# GIVEN TEXT:

╔══

Human Cell

, Volume 29, Issue 3, pp 97–100 | Cite as

DNA methylation dynamics in human induced pluripotent stem cells

  • Koichiro NishinoEmail author
  • Akihiro Umezawa
Review Article


Indeed human induced pluripotent stem cells (hiPSCs) are considered to be powerful tools in regenerative medicine. To enable the use of hiPSCs in the field of regenerative medicine, it is necessary to understand the mechanisms of reprogramming during the transformation of somatic cells into hiPSCs. Genome-wide epigenetic modification constitutes a critical event in the generation of iPSCs. In other words, to analyze epigenetic changes in iPSCs means to elucidate reprogramming processes. We have established a large number of hiPSCs derived from various human tissues and have obtained their DNA methylation profiles. Comparison analyses indicated that the epigenetic patterns of various hiPSCs, irrespective of their source tissue, were very similar to one another and were similar to those of human embryonic stem cells (hESCs). However, the profiles of hiPSCs and hESCs exhibited epigenetic differences, which were caused by random aberrant hypermethylation at early passages. Interestingly, continuous passaging of the hiPSCs diminished the differences between DNA methylation profiles of hiPSCs and hESCs. The number of aberrant DNA methylation regions may thus represent a useful epigenetic index for evaluating hiPSCs in the context of therapeutic applications.

╚══

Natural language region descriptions
╔══

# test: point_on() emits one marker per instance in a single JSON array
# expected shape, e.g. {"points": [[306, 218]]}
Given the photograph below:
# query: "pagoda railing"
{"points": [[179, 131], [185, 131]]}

╚══

# ACTIVITY:
According to the abstract on DNA methylation in human induced pluripotent stem cells, why does analyzing epigenetic changes in iPSCs amount to elucidating reprogramming processes? Answer in one to three sentences.

# THE ANSWER:
Genome-wide epigenetic modification is a critical event in the generation of iPSCs. Analyzing epigenetic changes in iPSCs therefore means elucidating the reprogramming processes.